- Texto de leitura:
--*--
ENCONTRO DE CULTURAS

Vindos do Tocantins, os Catireiros de Natividade se apresentaram no palco do X Encontro de Culturas Tradicionais da Chapada dos Veadeiros, em 2010. A repórter Giovanna Beltrão, colaboradora do Encontro, relata como foi:

Foliões por excelência, cantaram várias rodas de catira e algumas catiras originais. Segundo Belarmino Rumão, líder do grupo, a roda de catira tem um ritmo de se tocar, dançar e cantar e a catira original tem um ritmo mais lento e um toque diferenciado. "Ela é mais explícita, você consegue explicar melhor o que você está falando para o público", explicou.

Formado pelos vocalistas Belarmino Rumão e Patrício Santana e mais quatro integrantes, o grupo iniciou a apresentação com uma homenagem a São Jorge e ao Encontro de Culturas. Eles escreveram a música no caminho de Natividade para a Vila. Com exceção do Canto a Nossa Senhora, que é uma canção típica dos giros de folia de Natividade, todas as músicas apresentadas foram compostas por Belarmino. Uma curiosidade é que os Catireiros de Natividade participaram da primeira edição do Encontro, em 2001.

No repertório da apresentação estavam as rodas de catira Faculdade da Vida, Exemplo de Família, Lágrimas da Natureza, Denúncia Ecológica, Diga Não à Violência e Presente e Futuro. Eles ainda apresentaram as catiras Meio Ambiente e Homenagem de Amigo. Deixando transparecer em suas letras seus desejos, sua sabedoria e até mesmo suas decepções, o violeiro contou o que lhe inspirou ao escrever algumas de suas músicas:

Lágrimas da Natureza
Autor: Belarmino Rumão

Eu não me canso de falar da natureza,
Pois defendê-la é a minha vocação,
Eu não agüento ver os animais presos,
Capturados no maldito alçapão.
--*--
- Exercício: Segundo o texto sobre os Catireiros de Natividade, em que ano o grupo participou da primeira edição do Encontro? O material vem de outra fonte, sem relação com o texto.
--*--
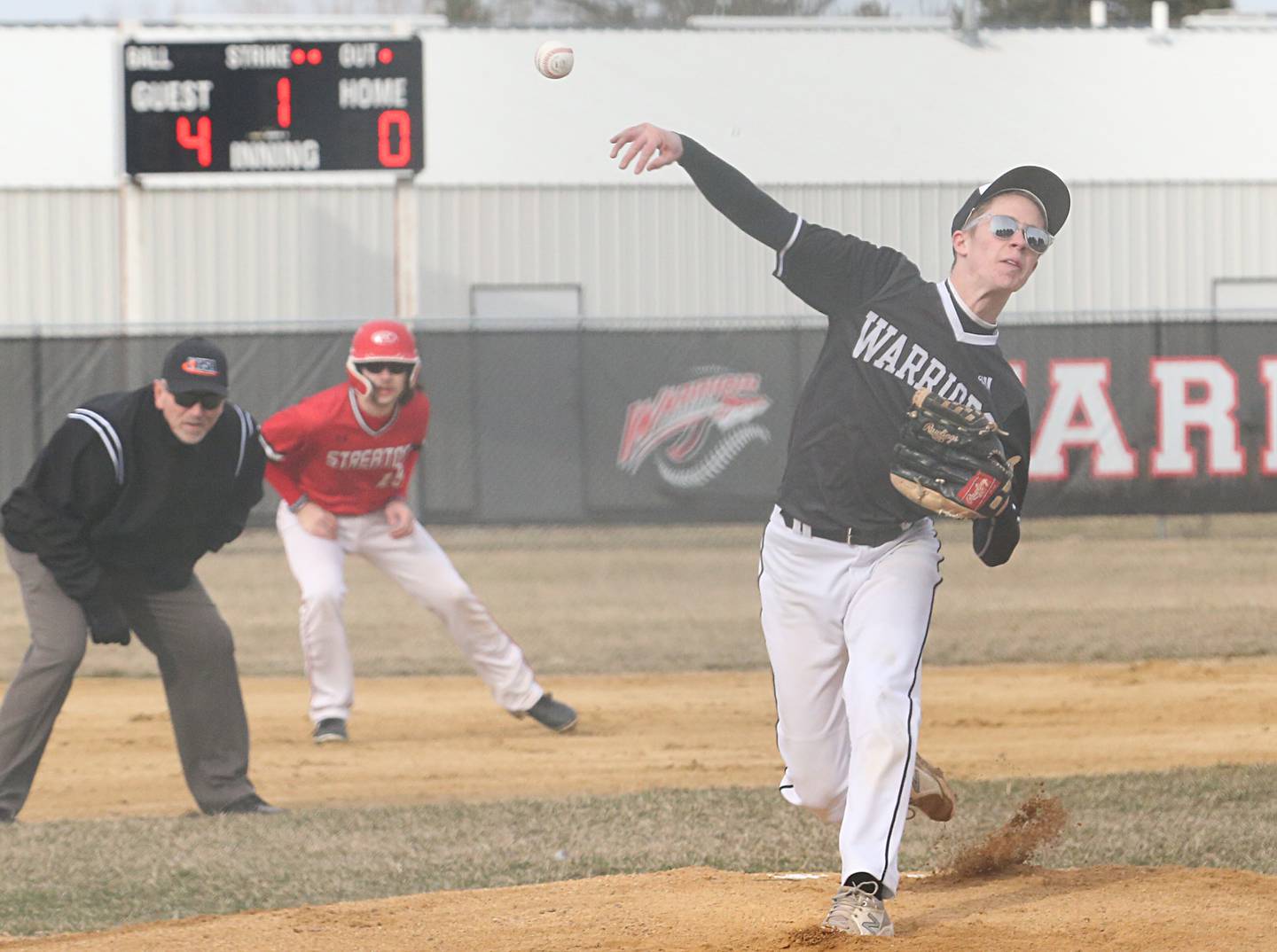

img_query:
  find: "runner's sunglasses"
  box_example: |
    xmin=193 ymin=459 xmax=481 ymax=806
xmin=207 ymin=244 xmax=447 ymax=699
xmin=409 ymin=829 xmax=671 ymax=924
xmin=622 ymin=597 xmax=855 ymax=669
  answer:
--*--
- Resposta do exercício: Em 2001.